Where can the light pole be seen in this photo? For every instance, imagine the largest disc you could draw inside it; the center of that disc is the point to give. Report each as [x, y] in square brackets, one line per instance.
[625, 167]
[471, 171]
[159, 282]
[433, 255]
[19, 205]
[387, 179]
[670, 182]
• • •
Rescale the listing above by writing out every line again, request included, with each x and y coordinate in the answer points multiplied by 0.8 and rounded to the nearest whole number, halves rounding up.

[REPLY TO THE EXERCISE]:
Where can the light pole be seen in this photo? For every instance, imagine the largest disc you could draw inside it; the center of that disc is the point to give. Report each as [x, y] in square brackets, one line per instance.
[500, 134]
[377, 137]
[127, 226]
[346, 204]
[15, 164]
[310, 143]
[536, 146]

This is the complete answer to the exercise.